> _SHORT PROBLEM_
Swap "single dot" for "single point" in everything from the line containing "the tower antenna" down to the end of the lines, and give those lines back with nothing else changed.

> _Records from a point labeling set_
◆ ◆ ◆ ◆

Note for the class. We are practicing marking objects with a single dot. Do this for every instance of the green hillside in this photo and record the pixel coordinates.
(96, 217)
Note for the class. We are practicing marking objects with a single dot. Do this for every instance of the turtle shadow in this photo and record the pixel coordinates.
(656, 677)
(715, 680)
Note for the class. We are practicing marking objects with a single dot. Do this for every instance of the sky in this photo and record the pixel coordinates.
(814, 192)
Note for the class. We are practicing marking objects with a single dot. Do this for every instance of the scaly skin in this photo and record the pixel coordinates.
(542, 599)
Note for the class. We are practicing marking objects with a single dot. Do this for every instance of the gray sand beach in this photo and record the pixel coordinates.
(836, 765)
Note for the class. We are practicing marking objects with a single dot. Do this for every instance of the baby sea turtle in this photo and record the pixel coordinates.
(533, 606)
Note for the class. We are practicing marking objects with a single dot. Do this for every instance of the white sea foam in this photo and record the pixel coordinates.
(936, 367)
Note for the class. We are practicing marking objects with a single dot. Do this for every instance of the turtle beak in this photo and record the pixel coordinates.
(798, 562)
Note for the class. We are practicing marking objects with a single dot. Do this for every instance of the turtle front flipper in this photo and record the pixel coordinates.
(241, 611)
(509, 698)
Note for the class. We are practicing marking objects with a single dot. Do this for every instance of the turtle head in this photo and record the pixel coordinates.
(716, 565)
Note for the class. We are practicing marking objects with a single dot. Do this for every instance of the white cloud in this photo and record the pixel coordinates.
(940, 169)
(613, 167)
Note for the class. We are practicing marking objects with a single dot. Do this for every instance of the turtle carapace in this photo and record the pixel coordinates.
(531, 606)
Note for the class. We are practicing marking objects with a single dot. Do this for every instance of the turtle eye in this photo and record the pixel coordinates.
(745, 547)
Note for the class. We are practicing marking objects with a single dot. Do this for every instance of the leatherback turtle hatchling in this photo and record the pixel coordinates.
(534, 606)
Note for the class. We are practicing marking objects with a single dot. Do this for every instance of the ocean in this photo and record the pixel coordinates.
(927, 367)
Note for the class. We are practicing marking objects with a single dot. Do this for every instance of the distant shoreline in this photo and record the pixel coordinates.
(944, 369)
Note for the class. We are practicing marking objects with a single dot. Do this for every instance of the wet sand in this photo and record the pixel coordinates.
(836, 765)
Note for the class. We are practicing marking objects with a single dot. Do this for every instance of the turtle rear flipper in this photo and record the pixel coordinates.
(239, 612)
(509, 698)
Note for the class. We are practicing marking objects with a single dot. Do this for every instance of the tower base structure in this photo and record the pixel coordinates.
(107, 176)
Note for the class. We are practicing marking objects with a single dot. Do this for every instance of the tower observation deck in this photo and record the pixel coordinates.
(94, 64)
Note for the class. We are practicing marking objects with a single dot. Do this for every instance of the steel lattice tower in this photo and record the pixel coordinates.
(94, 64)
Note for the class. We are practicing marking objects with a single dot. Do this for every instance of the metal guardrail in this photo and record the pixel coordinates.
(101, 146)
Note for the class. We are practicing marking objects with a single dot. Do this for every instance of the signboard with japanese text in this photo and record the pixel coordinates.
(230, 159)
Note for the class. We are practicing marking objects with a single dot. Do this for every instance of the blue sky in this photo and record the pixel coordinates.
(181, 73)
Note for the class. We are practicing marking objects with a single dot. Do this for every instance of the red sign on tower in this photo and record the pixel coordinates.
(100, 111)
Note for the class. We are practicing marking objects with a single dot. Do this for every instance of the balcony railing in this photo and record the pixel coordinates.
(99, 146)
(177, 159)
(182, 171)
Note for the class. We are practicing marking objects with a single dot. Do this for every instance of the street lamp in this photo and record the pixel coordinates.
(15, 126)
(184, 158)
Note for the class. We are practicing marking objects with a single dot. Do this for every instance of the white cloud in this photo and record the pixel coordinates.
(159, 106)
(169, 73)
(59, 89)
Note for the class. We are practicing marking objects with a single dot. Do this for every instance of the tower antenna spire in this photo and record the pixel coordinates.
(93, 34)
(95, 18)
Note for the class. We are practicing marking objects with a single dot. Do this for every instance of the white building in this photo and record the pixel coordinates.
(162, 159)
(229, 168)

◆ ◆ ◆ ◆

> _FULL ANSWER_
Note for the class. We are practicing marking objects with a single point. Do this for every instance of the tower antenna spire in this photo and record the pixel coordinates.
(93, 34)
(95, 18)
Note for the class. We are practicing marking objects with a single point. Do this for every instance of the white building in this photo and record the pixel coordinates.
(162, 159)
(229, 168)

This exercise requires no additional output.